* [Exercise goal]: From the items below, copy out verbatim the lines that begin at the line containing "Every instance of the bush" and end with the line containing "<point>275,244</point>", keeping both of those lines and nothing outside them.

* [Data records]:
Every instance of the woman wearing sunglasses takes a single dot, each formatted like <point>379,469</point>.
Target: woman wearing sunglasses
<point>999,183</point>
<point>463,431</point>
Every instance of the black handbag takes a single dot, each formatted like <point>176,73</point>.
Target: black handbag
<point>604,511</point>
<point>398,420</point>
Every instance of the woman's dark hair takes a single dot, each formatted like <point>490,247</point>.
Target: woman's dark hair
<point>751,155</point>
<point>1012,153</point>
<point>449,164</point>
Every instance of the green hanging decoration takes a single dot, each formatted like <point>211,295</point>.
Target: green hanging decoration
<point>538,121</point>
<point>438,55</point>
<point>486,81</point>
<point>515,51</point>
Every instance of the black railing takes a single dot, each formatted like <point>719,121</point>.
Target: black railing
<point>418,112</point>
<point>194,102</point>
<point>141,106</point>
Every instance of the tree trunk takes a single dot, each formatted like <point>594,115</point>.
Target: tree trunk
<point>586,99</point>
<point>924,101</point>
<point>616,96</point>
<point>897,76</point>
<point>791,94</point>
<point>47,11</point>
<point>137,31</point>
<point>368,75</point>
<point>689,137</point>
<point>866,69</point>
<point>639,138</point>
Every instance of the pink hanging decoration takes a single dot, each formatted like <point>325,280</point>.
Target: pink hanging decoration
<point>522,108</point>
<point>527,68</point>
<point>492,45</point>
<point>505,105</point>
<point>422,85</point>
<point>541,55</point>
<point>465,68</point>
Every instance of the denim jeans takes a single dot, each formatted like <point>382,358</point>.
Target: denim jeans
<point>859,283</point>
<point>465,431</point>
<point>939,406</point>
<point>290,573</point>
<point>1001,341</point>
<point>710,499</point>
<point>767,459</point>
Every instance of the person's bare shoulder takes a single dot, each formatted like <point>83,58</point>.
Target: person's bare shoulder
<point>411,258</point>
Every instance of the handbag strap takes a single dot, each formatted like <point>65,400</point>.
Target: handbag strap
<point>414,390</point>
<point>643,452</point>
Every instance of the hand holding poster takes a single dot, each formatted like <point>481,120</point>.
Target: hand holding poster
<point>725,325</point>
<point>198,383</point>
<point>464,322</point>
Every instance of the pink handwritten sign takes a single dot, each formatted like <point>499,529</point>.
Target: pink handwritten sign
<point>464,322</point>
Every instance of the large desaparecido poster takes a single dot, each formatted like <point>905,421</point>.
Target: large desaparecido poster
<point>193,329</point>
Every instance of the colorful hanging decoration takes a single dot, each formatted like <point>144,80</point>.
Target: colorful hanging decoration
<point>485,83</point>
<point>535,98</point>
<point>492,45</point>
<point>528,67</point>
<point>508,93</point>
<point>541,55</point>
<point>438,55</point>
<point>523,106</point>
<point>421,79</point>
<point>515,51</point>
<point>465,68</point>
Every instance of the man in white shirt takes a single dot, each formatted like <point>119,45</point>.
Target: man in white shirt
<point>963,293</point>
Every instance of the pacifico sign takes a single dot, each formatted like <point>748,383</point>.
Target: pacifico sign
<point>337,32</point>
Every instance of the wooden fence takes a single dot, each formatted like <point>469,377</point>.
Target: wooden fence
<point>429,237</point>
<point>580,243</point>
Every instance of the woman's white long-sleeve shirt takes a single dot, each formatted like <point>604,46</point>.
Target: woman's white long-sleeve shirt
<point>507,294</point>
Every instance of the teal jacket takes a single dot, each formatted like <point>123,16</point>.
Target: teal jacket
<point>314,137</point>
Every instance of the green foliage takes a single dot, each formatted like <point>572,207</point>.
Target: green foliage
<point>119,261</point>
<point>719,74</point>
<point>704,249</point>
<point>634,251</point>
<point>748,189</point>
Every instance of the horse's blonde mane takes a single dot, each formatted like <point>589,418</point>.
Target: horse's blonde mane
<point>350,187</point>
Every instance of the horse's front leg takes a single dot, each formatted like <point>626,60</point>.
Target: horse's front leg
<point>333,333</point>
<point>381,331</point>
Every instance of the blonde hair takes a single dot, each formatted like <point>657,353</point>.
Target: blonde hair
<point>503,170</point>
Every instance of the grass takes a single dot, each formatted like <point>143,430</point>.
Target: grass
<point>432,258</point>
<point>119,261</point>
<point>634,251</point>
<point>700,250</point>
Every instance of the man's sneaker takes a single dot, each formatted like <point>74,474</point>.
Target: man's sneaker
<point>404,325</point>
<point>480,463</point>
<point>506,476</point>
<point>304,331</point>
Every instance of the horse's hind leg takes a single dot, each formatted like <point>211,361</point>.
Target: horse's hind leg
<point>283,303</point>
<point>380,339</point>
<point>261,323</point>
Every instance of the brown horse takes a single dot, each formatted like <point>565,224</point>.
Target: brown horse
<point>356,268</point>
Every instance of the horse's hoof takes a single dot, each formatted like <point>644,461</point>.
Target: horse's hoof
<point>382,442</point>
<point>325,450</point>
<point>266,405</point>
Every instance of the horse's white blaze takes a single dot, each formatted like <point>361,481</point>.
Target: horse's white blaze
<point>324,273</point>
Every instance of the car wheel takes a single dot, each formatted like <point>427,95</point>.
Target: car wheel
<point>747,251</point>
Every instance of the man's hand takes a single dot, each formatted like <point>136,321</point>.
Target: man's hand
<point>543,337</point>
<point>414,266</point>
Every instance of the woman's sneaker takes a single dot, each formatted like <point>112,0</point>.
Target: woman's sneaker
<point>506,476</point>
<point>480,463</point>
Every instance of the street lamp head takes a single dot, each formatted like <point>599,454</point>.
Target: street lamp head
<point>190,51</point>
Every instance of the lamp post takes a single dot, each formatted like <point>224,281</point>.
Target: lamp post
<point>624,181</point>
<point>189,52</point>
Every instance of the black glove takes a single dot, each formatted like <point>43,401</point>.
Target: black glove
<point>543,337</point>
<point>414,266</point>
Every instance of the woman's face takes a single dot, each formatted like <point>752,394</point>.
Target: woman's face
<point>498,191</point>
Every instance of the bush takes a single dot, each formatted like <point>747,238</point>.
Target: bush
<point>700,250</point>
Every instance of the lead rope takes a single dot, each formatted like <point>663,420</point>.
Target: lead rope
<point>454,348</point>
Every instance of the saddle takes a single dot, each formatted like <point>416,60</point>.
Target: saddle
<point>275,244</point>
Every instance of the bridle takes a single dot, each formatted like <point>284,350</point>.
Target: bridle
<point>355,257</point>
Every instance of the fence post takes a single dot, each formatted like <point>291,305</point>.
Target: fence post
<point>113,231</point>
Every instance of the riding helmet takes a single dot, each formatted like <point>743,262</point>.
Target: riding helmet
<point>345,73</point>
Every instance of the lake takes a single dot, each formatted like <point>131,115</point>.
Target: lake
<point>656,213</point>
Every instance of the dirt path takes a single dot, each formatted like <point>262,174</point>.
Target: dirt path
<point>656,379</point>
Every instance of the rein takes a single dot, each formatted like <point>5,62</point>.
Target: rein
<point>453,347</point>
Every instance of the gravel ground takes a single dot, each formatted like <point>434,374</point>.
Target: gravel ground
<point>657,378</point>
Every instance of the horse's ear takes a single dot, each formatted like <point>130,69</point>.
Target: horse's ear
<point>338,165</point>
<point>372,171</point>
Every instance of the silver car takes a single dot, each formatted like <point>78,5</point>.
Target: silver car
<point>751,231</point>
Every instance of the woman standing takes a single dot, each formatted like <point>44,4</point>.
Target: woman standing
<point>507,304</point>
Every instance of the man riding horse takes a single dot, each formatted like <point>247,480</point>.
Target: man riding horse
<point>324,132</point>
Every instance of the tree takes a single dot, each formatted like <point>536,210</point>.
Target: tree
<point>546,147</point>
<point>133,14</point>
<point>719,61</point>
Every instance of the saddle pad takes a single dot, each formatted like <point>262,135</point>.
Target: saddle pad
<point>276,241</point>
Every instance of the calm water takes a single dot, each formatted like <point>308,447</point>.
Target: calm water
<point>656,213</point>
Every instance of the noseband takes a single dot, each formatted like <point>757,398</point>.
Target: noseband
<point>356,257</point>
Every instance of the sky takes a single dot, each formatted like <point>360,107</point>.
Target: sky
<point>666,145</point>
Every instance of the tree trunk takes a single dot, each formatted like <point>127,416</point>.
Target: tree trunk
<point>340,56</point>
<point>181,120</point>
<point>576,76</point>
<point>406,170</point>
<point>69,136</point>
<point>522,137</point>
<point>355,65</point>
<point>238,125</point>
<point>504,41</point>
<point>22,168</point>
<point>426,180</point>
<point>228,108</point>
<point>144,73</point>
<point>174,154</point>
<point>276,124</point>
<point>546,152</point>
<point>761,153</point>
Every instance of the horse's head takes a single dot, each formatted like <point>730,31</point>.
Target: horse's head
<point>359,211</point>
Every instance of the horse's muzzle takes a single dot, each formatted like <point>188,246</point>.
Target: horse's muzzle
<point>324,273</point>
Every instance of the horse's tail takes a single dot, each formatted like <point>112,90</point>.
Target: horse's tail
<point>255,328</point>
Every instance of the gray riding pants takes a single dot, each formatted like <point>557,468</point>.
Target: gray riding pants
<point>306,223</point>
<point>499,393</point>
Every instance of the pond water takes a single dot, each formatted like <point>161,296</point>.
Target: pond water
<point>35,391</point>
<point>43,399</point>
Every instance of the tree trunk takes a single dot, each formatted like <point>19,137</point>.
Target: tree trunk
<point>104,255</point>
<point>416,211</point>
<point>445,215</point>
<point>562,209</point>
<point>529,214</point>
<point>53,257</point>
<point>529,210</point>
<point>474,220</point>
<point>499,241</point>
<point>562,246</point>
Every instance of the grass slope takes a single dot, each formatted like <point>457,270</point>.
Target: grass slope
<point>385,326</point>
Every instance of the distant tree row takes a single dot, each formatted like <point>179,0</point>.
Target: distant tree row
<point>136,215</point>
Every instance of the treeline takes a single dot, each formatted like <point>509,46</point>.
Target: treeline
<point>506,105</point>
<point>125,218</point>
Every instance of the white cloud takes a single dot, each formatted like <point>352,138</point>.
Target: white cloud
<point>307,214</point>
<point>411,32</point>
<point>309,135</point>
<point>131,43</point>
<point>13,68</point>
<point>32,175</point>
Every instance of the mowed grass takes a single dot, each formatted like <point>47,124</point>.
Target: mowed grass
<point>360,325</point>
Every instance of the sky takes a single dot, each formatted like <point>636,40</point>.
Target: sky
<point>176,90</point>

* [Exercise output]:
Every instance of the bush takes a single dot, each formatted like <point>747,238</point>.
Target: bush
<point>700,250</point>
Every instance of the lead rope takes a single dot, each formatted like <point>663,420</point>.
Target: lead rope
<point>454,348</point>
Every instance of the saddle takes a single dot, each formatted like <point>416,60</point>.
Target: saddle
<point>275,244</point>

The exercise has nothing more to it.